*** RECORDED DATA ***

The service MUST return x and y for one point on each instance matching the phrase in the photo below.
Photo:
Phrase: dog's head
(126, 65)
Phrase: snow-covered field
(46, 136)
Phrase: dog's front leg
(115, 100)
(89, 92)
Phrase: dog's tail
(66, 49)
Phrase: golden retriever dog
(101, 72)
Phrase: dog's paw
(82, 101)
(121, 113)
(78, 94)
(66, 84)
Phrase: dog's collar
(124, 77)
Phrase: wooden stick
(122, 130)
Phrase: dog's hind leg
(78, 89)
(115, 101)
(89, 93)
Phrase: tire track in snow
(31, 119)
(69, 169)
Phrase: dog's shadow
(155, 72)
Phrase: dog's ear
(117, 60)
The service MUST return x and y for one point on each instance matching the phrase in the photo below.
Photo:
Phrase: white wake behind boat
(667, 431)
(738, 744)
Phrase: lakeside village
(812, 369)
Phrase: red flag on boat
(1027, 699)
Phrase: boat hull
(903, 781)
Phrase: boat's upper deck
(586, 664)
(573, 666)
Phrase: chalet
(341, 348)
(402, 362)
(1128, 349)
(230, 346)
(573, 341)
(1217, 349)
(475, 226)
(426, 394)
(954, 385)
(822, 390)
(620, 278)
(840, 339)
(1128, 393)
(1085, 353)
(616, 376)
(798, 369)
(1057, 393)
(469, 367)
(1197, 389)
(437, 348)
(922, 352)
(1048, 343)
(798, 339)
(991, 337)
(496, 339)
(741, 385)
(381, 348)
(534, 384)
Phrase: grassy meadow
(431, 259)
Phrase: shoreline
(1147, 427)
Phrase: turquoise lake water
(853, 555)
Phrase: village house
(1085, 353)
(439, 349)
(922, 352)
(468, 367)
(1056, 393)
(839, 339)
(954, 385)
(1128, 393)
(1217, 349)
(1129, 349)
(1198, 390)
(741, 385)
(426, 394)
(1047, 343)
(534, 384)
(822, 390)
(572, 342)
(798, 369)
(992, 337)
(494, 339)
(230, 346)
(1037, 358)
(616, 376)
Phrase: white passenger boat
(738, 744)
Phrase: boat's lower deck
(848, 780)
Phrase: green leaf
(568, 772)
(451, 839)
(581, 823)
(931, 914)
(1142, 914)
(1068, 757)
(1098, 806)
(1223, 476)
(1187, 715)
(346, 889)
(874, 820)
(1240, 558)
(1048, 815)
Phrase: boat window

***

Reproduce all of the records above word for word, leaving out no line.

OUTPUT OF THE EXERCISE:
The service MUST return x and y for one point on each instance matching the phrase in the photo below.
Photo:
Phrase: dog's head
(126, 65)
Phrase: snow-covered field
(46, 136)
Phrase: dog's front leg
(115, 100)
(89, 92)
Phrase: dog's tail
(66, 49)
Phrase: golden retriever dog
(101, 72)
Phrase: dog's paw
(82, 101)
(121, 113)
(78, 94)
(66, 84)
Phrase: dog's collar
(124, 77)
Phrase: wooden stick
(122, 130)
Phrase: dog's hind leg
(78, 89)
(115, 101)
(89, 93)
Phrase: tire track in snow
(31, 119)
(69, 169)
Phrase: dog's shadow
(155, 72)
Phrase: dog's ear
(117, 60)
The service MUST return x and y for one point on each instance matching the phrase in the photo below.
Photo:
Phrase: white wake behind boat
(667, 431)
(738, 744)
Phrase: lakeside village
(812, 369)
Phrase: red flag on boat
(1027, 699)
Phrase: boat hull
(903, 781)
Phrase: boat's upper deck
(586, 664)
(573, 666)
Phrase: chalet
(341, 348)
(402, 362)
(1128, 349)
(230, 346)
(573, 341)
(1217, 349)
(475, 226)
(426, 394)
(954, 385)
(822, 390)
(620, 278)
(840, 339)
(1128, 393)
(1085, 353)
(616, 376)
(798, 369)
(1057, 393)
(469, 367)
(1197, 389)
(437, 348)
(922, 352)
(1048, 343)
(798, 339)
(991, 337)
(496, 339)
(741, 385)
(381, 348)
(534, 384)
Phrase: grassy meadow
(431, 259)
Phrase: shoreline
(1147, 427)
Phrase: turquoise lake water
(853, 555)
Phrase: village house
(1085, 353)
(439, 349)
(922, 352)
(468, 367)
(1056, 393)
(839, 339)
(954, 385)
(1128, 393)
(1217, 349)
(1129, 349)
(1198, 390)
(741, 385)
(426, 394)
(1047, 343)
(534, 384)
(822, 390)
(572, 342)
(798, 369)
(992, 337)
(494, 339)
(230, 346)
(1037, 358)
(616, 376)
Phrase: white passenger boat
(738, 744)
Phrase: boat's lower deck
(848, 780)
Phrase: green leaf
(568, 772)
(451, 839)
(581, 823)
(931, 914)
(1142, 914)
(1068, 757)
(1098, 806)
(1223, 476)
(1187, 715)
(346, 889)
(874, 820)
(1240, 558)
(1048, 815)
Phrase: boat window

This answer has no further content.